Source text →
Artists with whom Golahny found affinity include Michelangelo, Picasso, Paul Cézanne, Max Beckmann, Wassily Kandinsky, Paul Klee, Franz Marc, and Nicolas de Staël.

Golahny's early paintings feature a darker palette and rougher line than her later paintings. Much of her early work, such as Street Car Scene, reflects city life in Detroit, New York City, and Chicago: people on buses or trains, workers in factories, and children at play. She blended the abstract and the figurative, often in a given work. Portraiture, including self-portraiture, was a lifelong interest, even as she explored the role of the individual in history and in the cosmos. One series of works, begun around 1964 with a multi-block color woodcut, was titled Landscape of Man in Nuclear Age. The series continued in intaglio, painting, wood engraving, and copper engraving, and was completed in 1988. Golahny repeatedly portrayed human suffering, as in a series of works on the Holocaust.

| Landscape of Man in Nuclear Age #2, by Golahny, oil on canvas, 1984, 48" x 30". Private collection. | Concentration Camp #1, by Golahny, oil on canvas, 1985, 30" x 24". Private collection. |

A visit to a Midwest state fair inspired an intaglio print of 1949 titled Children at the Fair: The Ride. Golahny reprised this composition of a whirligig (a central pole with carts swinging from it) in a 1987 woodcut and in several subsequent large paintings.

Inspired by publications on nebulae and black holes, Golahny began the Space series in 1980. In dozens of paintings she modeled her images on photographs of cosmic exploration in the archives of the Harvard College Observatory. She also painted evocative layerings of an imagined passage through space and time, and fantastic semi-formed creatures. Art historian Alicia Faxon wrote of one of Golahny's paintings of the Crab Nebula, "Golahny's Crab Nebula . . . capture[s] the process of creation, a process that takes place both in the creation of the nebula and in the gestation of the painting itself. . . . In comparing Crab Nebula to the photographs that inspired the work, it is fascinating to see how much more vivid and complex the artist's interpretation is. The photographs appear static; the painting pulses with energy, embodying an endless universe in creation."

(Region pointing data)
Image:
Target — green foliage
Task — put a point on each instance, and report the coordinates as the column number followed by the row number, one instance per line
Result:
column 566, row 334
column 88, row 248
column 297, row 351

What the exercise asks →
Transcribe verbatim the section of the passage on Golahny's art that opens with the words containing "Golahny's early paintings" and closes with "on the Holocaust.".

Result below →
Golahny's early paintings feature a darker palette and rougher line than her later paintings. Much of her early work, such as Street Car Scene, reflects city life in Detroit, New York City, and Chicago: people on buses or trains, workers in factories, and children at play. She blended the abstract and the figurative, often in a given work. Portraiture, including self-portraiture, was a lifelong interest, even as she explored the role of the individual in history and in the cosmos. One series of works, begun around 1964 with a multi-block color woodcut, was titled Landscape of Man in Nuclear Age. The series continued in intaglio, painting, wood engraving, and copper engraving, and was completed in 1988. Golahny repeatedly portrayed human suffering, as in a series of works on the Holocaust.